### [SOURCE MATERIAL]

________________________________________

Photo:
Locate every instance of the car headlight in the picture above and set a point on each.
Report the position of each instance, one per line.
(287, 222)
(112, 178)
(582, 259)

________________________________________

### [ACTION ITEM]
The answer should be exactly the lines from the one that contains "Locate every instance" through the end of the entries, both ends included, and nothing besides.

### [ANSWER BOX]
Locate every instance of the car headlight in the picture above and set a point on each.
Report the position of each instance, one per line.
(287, 222)
(112, 178)
(582, 259)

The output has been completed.